■ **PASSAGE FOR REVIEW**
......

Here at the University of Buckingham Press (UBP), our mission is to publish meaningful research and written content and make it as available to as wide a global audience as possible.
In addition to a growing number of academic journals, which cover diverse subjects including medicine, law, economics, architecture, and education, we are always looking to explore interesting and relevant topics written by thought-leaders in their given subjects.
As such, we have commissioned a military history series by Jean-Michel Steg and the first of his three books is out next month!
Death in the Ardennes
22nd August 1914: France’s Deadliest Day
27,000 French people were killed on 22nd August 1914, the bloodiest day in French history.
This is four times more than at Waterloo, and as many in total as during the eight years of the Algerian War. Even more than the Battle of the Marne, Verdun or the Chemin des Dames. How did these men perish? In what circumstances? Does this deadly cataclysm at the very beginning of the conflict reflect the consequences of poor individual and collective choices, tactical, strategic or organizational mistakes, or quite simply bad luck?

......

■ **TASKS**
a: According to the press announcement, how many French people were killed on 22nd August 1914?
b: Rewrite the paragraph of the press announcement that begins "In addition to a growing number" as one shorter sentence, keeping its main facts.
c: Set down, word for word, the part of the press announcement that opens with the words containing "Here at the" and closes with "audience as possible.".

......

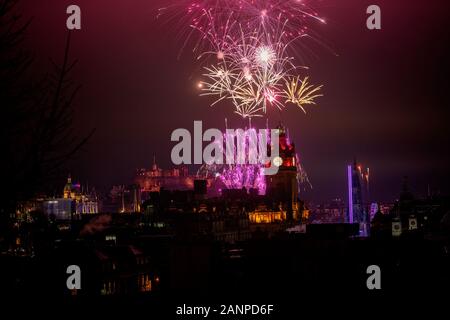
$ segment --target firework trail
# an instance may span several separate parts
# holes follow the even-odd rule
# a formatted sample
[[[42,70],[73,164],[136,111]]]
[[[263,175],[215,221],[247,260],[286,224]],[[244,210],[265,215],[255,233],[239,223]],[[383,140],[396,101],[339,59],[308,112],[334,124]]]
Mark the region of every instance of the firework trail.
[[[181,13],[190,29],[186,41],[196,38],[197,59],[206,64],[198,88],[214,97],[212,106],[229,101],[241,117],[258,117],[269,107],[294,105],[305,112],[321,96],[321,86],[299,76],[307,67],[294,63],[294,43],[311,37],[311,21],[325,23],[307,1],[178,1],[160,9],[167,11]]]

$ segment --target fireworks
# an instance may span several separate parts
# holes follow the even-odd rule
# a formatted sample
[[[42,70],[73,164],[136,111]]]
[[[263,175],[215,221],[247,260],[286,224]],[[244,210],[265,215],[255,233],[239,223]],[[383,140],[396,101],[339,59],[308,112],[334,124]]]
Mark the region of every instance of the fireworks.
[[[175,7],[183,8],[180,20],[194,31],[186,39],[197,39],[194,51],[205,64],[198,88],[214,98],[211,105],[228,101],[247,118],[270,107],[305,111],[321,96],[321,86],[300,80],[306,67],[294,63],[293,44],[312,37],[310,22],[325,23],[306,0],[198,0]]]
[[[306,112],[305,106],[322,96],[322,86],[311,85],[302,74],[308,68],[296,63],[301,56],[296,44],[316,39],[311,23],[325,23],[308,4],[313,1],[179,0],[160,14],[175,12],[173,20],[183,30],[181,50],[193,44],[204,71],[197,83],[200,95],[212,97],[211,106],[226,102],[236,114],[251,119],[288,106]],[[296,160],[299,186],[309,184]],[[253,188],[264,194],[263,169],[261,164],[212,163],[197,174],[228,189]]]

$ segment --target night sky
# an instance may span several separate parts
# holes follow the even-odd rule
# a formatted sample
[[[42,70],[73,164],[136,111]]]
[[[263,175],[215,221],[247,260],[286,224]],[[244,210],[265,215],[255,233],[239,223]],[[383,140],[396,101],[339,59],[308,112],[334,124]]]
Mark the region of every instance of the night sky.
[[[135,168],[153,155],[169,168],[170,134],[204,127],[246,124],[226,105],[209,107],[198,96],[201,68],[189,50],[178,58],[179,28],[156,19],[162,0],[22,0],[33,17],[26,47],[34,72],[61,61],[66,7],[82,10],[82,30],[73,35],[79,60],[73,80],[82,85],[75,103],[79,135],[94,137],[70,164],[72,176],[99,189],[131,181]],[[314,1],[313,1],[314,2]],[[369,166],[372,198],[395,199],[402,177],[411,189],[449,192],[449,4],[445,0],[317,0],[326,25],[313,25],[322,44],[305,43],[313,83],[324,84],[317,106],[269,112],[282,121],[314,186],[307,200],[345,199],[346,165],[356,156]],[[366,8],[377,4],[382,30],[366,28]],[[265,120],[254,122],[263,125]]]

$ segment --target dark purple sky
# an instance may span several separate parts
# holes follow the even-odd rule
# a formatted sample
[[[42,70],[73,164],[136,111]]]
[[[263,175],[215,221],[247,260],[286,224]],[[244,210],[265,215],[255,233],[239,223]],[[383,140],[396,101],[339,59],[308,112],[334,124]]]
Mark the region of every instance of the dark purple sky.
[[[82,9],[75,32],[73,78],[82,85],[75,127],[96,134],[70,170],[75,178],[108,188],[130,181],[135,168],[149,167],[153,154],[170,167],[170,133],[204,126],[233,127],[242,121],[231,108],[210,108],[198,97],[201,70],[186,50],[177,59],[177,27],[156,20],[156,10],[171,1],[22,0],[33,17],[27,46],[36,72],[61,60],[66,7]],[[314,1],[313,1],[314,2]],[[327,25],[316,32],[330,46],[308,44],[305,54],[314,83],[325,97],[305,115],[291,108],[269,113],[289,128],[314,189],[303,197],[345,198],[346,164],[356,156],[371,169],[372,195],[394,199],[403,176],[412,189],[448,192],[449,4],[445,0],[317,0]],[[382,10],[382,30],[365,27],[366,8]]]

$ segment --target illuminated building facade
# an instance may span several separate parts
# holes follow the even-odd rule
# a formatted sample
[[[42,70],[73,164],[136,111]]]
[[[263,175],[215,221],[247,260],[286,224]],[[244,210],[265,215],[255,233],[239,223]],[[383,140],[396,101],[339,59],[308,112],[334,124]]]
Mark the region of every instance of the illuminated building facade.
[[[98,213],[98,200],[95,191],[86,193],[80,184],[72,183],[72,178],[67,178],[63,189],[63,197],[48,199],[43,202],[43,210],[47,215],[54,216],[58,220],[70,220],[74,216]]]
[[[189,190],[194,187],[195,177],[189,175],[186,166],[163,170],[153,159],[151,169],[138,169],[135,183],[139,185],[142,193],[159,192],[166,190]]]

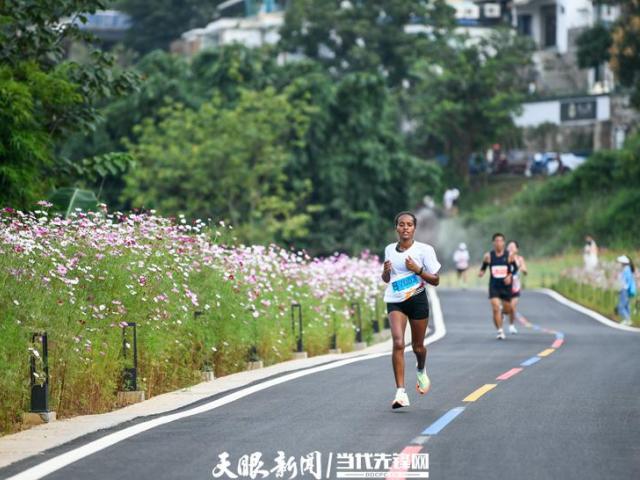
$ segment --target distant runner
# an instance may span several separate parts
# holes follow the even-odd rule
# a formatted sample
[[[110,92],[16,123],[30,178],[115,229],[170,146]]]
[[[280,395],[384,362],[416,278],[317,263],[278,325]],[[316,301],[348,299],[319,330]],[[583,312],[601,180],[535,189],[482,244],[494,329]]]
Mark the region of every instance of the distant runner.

......

■ **EXPECTED RESULTS**
a: 27,000

b: Besides publishing a growing number of academic journals in fields such as medicine, law, economics, architecture, and education, the press seeks interesting, relevant topics written by thought-leaders in their subjects.

c:
Here at the University of Buckingham Press (UBP), our mission is to publish meaningful research and written content and make it as available to as wide a global audience as possible.